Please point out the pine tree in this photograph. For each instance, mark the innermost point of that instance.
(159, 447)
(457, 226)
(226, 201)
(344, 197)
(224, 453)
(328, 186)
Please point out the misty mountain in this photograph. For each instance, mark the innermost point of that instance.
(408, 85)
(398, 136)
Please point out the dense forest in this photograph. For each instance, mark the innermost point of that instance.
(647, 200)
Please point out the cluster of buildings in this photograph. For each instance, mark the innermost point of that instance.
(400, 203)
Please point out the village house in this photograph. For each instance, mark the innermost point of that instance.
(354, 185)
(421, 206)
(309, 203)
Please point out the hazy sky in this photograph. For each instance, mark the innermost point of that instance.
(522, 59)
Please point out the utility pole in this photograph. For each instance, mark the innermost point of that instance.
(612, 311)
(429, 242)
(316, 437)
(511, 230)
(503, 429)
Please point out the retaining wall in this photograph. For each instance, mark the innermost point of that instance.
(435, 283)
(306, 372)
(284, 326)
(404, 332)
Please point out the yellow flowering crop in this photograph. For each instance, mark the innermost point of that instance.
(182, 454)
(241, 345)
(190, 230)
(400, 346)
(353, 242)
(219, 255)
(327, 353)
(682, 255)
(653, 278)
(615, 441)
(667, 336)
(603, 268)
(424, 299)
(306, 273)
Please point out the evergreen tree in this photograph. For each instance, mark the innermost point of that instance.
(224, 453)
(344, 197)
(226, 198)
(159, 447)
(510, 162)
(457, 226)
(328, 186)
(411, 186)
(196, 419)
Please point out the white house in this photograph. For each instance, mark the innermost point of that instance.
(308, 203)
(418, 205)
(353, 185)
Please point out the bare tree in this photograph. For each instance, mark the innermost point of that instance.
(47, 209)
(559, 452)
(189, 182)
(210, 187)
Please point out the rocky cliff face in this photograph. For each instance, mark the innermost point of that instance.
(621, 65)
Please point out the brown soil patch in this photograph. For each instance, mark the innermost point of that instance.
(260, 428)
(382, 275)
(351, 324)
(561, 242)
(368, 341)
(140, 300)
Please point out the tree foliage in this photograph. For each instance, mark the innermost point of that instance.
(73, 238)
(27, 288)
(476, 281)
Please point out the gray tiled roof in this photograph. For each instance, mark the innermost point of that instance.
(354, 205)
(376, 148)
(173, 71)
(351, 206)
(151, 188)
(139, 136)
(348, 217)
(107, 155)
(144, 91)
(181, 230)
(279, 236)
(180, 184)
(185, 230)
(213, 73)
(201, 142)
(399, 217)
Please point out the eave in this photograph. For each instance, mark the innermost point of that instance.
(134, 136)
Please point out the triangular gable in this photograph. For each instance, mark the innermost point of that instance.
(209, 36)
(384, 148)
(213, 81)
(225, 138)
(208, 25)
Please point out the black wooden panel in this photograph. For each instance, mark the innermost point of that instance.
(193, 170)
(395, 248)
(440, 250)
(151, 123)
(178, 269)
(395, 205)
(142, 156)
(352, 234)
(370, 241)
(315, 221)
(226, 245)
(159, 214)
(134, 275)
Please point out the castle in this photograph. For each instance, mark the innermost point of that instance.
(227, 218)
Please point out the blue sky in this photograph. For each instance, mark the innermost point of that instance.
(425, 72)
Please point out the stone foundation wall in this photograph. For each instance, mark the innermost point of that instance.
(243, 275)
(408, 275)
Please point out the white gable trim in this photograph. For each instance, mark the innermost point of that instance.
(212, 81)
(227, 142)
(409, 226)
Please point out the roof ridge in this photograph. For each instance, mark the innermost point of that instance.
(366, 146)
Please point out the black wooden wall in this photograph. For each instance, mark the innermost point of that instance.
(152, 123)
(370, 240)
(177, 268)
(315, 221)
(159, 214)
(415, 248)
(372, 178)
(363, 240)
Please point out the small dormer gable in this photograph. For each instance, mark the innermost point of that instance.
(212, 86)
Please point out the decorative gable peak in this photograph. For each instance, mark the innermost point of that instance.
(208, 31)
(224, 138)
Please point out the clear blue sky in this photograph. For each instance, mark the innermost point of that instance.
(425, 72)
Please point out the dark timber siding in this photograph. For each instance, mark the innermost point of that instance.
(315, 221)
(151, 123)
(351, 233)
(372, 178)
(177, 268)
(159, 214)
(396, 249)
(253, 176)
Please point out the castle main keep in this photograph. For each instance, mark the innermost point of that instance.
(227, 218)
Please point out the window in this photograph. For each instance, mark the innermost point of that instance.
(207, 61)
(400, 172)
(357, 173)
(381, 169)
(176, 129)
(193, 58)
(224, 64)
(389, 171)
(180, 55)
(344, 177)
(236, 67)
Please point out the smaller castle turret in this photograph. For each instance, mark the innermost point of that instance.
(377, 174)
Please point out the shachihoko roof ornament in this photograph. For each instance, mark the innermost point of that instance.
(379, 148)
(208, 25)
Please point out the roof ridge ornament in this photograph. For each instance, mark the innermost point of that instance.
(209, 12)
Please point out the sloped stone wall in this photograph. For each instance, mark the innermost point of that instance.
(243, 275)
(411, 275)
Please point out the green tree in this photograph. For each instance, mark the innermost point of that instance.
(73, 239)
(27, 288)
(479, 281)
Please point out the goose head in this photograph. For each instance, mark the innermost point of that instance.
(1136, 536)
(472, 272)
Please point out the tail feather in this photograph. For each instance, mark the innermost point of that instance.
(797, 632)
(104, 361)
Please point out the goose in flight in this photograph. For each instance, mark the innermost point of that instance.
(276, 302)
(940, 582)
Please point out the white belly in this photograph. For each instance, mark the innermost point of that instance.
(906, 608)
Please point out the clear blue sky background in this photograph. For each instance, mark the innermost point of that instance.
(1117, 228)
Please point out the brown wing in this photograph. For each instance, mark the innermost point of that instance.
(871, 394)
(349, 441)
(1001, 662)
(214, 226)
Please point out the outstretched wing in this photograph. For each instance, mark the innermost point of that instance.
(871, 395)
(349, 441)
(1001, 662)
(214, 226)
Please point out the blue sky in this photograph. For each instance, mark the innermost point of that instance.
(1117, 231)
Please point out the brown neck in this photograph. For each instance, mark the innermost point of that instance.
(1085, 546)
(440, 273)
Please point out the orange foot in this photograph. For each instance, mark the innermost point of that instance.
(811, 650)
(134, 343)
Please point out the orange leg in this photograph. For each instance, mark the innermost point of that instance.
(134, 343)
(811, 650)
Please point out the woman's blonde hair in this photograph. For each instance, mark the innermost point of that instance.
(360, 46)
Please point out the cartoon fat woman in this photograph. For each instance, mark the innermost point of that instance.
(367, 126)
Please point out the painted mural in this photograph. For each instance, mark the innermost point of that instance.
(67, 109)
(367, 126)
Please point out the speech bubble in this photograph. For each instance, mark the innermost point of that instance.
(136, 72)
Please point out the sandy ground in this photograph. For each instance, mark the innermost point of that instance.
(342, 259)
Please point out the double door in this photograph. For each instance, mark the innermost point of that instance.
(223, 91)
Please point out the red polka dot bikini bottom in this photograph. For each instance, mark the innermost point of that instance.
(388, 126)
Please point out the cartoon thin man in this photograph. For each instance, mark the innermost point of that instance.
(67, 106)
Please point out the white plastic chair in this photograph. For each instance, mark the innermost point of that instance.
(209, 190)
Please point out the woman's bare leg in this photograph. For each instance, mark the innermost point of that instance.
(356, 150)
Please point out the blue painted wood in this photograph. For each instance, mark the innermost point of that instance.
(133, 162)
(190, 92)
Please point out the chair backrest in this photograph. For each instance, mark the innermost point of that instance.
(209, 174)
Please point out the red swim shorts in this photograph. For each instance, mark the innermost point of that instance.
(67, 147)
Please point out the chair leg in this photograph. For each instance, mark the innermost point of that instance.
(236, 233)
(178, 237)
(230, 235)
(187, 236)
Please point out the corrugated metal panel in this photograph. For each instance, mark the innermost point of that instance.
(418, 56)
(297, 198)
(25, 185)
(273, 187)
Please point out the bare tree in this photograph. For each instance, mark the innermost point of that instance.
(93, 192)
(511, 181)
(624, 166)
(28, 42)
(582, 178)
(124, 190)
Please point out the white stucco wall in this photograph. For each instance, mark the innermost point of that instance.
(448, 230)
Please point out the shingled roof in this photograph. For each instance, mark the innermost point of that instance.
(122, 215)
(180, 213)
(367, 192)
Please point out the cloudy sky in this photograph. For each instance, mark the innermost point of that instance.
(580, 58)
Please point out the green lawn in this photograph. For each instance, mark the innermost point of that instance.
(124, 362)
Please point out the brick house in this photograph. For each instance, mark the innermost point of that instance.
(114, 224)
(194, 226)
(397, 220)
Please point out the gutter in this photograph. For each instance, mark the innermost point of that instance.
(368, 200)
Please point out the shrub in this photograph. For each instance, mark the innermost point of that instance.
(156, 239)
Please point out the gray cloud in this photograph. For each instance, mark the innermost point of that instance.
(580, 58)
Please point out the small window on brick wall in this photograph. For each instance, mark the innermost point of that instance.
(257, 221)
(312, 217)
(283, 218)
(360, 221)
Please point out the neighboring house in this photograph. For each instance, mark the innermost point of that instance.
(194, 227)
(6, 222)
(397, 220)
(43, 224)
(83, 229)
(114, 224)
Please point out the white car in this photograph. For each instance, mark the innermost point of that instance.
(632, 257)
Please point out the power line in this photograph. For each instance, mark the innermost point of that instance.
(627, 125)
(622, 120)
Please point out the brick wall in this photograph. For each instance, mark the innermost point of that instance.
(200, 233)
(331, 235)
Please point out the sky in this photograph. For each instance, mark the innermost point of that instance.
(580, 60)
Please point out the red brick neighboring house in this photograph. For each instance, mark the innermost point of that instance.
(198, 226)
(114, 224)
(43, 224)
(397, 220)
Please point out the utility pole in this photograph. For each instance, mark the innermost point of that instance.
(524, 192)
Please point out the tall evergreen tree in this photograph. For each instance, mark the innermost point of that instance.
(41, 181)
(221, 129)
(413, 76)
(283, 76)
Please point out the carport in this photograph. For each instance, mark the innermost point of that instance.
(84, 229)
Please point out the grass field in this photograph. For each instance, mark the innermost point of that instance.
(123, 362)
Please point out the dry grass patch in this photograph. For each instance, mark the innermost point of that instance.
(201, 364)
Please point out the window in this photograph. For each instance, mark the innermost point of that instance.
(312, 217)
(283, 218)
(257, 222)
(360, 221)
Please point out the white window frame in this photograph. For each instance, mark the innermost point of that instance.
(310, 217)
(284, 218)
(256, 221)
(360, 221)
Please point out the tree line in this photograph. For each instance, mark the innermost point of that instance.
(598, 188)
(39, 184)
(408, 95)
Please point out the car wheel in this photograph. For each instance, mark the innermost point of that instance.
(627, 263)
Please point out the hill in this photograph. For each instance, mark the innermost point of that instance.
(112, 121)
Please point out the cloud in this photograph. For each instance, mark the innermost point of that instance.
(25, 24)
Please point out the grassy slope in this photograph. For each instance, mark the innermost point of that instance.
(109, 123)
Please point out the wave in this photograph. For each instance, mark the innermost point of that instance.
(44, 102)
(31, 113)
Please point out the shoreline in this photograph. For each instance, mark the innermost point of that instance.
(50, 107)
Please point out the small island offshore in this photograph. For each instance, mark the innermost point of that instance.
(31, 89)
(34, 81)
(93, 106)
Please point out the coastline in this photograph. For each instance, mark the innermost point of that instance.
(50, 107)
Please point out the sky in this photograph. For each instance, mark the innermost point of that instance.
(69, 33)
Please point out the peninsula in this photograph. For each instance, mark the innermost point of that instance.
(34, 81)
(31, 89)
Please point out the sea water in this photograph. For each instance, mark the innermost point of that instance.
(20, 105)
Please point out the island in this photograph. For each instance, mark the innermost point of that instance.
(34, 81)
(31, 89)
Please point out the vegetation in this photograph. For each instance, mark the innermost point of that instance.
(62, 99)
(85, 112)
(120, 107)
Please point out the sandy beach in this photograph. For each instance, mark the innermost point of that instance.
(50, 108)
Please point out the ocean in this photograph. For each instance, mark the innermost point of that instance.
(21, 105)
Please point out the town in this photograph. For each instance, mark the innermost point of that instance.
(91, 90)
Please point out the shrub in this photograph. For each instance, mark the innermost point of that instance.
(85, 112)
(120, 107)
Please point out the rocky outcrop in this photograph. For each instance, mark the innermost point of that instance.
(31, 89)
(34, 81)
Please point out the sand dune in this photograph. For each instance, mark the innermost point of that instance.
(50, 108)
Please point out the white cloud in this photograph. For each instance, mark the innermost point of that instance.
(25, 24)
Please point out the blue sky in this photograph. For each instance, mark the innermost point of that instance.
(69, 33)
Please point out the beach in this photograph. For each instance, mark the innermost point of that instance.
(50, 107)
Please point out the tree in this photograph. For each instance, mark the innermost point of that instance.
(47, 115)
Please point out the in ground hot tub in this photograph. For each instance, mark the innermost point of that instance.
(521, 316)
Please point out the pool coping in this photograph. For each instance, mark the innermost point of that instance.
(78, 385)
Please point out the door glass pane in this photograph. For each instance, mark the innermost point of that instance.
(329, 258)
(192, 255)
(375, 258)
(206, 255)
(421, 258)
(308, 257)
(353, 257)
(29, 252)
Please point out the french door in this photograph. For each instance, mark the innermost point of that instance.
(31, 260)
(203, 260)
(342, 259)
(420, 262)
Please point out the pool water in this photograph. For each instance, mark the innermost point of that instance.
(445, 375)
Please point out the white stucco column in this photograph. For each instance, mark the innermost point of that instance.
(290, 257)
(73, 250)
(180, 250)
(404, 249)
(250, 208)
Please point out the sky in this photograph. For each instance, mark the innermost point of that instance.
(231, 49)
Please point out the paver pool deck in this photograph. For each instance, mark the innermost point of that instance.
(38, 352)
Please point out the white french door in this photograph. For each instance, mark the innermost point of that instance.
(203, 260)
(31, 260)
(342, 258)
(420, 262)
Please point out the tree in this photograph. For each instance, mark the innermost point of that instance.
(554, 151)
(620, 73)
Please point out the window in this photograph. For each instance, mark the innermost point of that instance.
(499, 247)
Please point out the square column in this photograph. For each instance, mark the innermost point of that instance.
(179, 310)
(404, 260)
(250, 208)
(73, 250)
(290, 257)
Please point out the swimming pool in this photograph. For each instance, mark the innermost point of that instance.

• [Stated problem]: Return exactly the lines from the one containing "Please point out the paver" through the last line of the records above, both included, and nothing else.

• [Answer for the task]:
Please point out the paver pool deck in this photograph. For each instance, mark the innermost point of that instance.
(38, 352)
Please point out the white french door in this photograph. For each instance, mark the innermost point of that instance.
(203, 260)
(31, 260)
(342, 258)
(420, 262)
Please point out the tree in this photograph. For each instance, mark the innermost point of that instance.
(554, 151)
(620, 73)
Please point out the window in this photograph. For each instance, mark the innermost point of that instance.
(499, 247)
Please point out the square column in this photograph. For each instance, mark the innermost point of that instance.
(179, 310)
(404, 260)
(250, 208)
(73, 250)
(290, 257)
Please point out the swimming pool in this photograph. For each instance, mark the innermost point of that instance.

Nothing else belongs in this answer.